WHAT TO DO:
Character for character, reproduce every entry below.

MATERIAL SUPPLIED:
-- Opening Marker --

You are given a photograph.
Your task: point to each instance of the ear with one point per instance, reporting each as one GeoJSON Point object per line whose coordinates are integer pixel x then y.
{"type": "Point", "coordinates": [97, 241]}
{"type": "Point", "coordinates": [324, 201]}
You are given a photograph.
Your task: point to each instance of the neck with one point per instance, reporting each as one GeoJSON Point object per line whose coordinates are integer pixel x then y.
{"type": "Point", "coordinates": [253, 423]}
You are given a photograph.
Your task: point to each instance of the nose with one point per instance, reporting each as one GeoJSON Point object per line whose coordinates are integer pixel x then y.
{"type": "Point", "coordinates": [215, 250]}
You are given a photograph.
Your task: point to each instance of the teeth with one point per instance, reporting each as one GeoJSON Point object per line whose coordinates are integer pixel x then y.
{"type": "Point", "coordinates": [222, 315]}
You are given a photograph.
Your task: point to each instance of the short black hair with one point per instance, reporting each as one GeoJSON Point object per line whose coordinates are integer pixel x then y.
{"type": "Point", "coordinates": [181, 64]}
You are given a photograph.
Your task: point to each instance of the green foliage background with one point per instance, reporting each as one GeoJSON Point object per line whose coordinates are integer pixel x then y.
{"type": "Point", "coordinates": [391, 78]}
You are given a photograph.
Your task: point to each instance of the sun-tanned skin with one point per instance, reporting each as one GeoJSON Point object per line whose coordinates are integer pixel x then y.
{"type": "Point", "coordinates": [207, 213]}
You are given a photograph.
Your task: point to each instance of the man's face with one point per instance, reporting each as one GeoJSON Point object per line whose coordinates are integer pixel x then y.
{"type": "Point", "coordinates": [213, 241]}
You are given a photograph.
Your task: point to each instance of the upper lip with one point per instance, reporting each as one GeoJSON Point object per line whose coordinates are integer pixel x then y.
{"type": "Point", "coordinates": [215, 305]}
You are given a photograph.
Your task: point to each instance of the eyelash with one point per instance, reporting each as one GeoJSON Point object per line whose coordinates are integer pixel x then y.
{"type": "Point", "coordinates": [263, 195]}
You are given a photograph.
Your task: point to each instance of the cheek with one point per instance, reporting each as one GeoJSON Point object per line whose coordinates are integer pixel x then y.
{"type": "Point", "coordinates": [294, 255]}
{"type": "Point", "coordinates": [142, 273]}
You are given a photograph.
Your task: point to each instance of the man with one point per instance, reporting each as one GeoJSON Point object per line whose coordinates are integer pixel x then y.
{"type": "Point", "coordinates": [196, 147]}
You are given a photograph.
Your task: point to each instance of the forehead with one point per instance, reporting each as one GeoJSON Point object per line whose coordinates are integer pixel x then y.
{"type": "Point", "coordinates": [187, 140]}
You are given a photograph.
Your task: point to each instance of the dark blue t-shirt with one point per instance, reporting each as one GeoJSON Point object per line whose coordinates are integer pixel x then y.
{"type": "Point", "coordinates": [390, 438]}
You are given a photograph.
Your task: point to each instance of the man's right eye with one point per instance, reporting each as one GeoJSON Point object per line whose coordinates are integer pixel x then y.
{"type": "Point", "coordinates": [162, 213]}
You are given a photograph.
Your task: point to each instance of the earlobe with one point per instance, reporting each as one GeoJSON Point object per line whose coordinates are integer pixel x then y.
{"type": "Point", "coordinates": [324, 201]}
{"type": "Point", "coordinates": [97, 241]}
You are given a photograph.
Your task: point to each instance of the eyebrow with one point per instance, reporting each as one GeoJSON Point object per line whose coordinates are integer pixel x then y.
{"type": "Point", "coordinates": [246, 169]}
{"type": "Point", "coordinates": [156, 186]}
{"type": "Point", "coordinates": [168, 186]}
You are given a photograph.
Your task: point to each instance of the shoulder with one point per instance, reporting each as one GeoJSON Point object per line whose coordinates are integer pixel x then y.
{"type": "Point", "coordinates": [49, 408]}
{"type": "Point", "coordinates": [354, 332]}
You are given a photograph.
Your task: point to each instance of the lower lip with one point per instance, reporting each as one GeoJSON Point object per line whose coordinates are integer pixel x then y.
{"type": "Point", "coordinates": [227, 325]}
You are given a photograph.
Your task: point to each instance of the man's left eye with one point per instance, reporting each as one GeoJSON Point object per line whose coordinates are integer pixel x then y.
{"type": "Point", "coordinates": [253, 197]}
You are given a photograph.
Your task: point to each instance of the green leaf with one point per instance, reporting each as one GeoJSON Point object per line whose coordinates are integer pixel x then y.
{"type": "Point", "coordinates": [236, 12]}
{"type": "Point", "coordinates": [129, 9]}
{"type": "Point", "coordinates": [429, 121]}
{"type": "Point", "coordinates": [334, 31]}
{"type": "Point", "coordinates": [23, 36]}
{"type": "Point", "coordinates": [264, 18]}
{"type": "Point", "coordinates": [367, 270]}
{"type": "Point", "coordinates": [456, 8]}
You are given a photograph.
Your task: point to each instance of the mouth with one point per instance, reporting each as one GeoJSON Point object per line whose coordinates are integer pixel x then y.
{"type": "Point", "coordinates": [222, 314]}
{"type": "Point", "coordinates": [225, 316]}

-- Closing Marker --

WRITTEN ANSWER:
You are given a photograph.
Your task: point to each instance of the ear with one point per instance, reporting each as one GeoJSON Point object per line whose coordinates are integer pixel x then y.
{"type": "Point", "coordinates": [97, 241]}
{"type": "Point", "coordinates": [324, 201]}
You are given a photograph.
Your task: point to each instance of the neck with one point per instance, reporting each as one GeoJSON Point object per line whose coordinates are integer pixel x then y.
{"type": "Point", "coordinates": [253, 423]}
You are given a photograph.
Your task: point to each instance of the nose with one point per instance, reporting each as one GeoJSON Point object per line whose coordinates are integer pixel x then y.
{"type": "Point", "coordinates": [215, 250]}
You are given a photograph.
Your task: point to each instance of the teeth with one point per instance, reporting each as one GeoJSON Point object per line whose coordinates are integer pixel x then y.
{"type": "Point", "coordinates": [222, 315]}
You are given a photograph.
Your task: point to each instance of the short black hair with one point per instance, reporting each as one GeoJSON Point object per line whose coordinates are integer pixel x then y.
{"type": "Point", "coordinates": [181, 64]}
You are given a photograph.
Your task: point to each instance of the green foliage background with one point per instance, reporting each as one GeoJSON Point object per line whose coordinates are integer pixel x then y.
{"type": "Point", "coordinates": [391, 78]}
You are given a photograph.
Your task: point to each instance of the sun-tanned skin with one point per instance, reporting each as one GeoJSON Point object per line whose coordinates are integer pixel x then y.
{"type": "Point", "coordinates": [207, 213]}
You are given a photograph.
Your task: point to each instance of the man's face with one point per instance, reporting each as one GeoJSON Point object per line whose coordinates are integer pixel x then y.
{"type": "Point", "coordinates": [213, 241]}
You are given a photograph.
Your task: point to each instance of the upper lip with one point per instance, reporting each as one GeoJSON Point object per line whose coordinates are integer pixel x then y.
{"type": "Point", "coordinates": [215, 305]}
You are given a photograph.
Your task: point to each instance of the eyelash with one point per instance, reporting each as one GeoJSON Point object per line whose coordinates are integer pixel x then y.
{"type": "Point", "coordinates": [263, 195]}
You are given a photograph.
Your task: point to each instance of the cheek with one point per instance, reporting each as one GeoJSON Point object per line whose coordinates are integer pixel x then y.
{"type": "Point", "coordinates": [294, 255]}
{"type": "Point", "coordinates": [142, 273]}
You are given a photograph.
Your task: point to each instance of the man with one point per instance, reporting each as one GeoJSON Point object per line whose coordinates are integer pixel x then y.
{"type": "Point", "coordinates": [196, 147]}
You are given a photograph.
Your task: point to each instance of the forehead with one point per instance, reporting each as one GeoJSON Point object per line whose coordinates are integer pixel x then y.
{"type": "Point", "coordinates": [187, 140]}
You are given a photograph.
Your task: point to each instance of the dark blue t-shirt with one point per instance, reporting each as one GeoJSON Point object per line whose coordinates are integer pixel x then y.
{"type": "Point", "coordinates": [390, 438]}
You are given a photograph.
Your task: point to each instance of the man's right eye with one point per instance, reporting each as one GeoJSON Point object per line whose coordinates are integer pixel x then y.
{"type": "Point", "coordinates": [162, 213]}
You are given a photograph.
Your task: point to each instance of the earlobe with one point per instance, reporting each as one GeoJSON Point object per line whose coordinates are integer pixel x then y.
{"type": "Point", "coordinates": [324, 201]}
{"type": "Point", "coordinates": [97, 241]}
You are given a photograph.
Your task: point to each instance of the eyebrow with one point per instance, reporting each as one GeoJSON Point object per line whose coordinates are integer pixel x then y.
{"type": "Point", "coordinates": [246, 169]}
{"type": "Point", "coordinates": [156, 186]}
{"type": "Point", "coordinates": [168, 186]}
You are given a photograph.
Your task: point to each instance of the shoulder with one point per instance, reporting each as one GeoJSON Point object per line whose coordinates are integer pixel x then y.
{"type": "Point", "coordinates": [49, 408]}
{"type": "Point", "coordinates": [354, 332]}
You are given a photograph.
Your task: point to each instance of the lower lip with one point per instance, reporting each as one GeoJSON Point object per line whose coordinates are integer pixel x then y.
{"type": "Point", "coordinates": [227, 325]}
You are given a photograph.
Your task: point to each instance of the man's left eye with one point per instance, reporting each as one GeoJSON Point object per line whose coordinates are integer pixel x then y.
{"type": "Point", "coordinates": [253, 197]}
You are given a photograph.
Your task: point to each instance of the green leaf with one point per instance, reporting each as one GeoJSON Point object per line whose coordinates are integer pixel x then y.
{"type": "Point", "coordinates": [236, 12]}
{"type": "Point", "coordinates": [129, 9]}
{"type": "Point", "coordinates": [429, 121]}
{"type": "Point", "coordinates": [334, 31]}
{"type": "Point", "coordinates": [23, 36]}
{"type": "Point", "coordinates": [264, 18]}
{"type": "Point", "coordinates": [367, 270]}
{"type": "Point", "coordinates": [456, 8]}
You are given a photograph.
Your task: point to each instance of the mouth with one point per instance, reporting each as one GeoJSON Point object per line whose coordinates are integer pixel x then y.
{"type": "Point", "coordinates": [222, 314]}
{"type": "Point", "coordinates": [225, 316]}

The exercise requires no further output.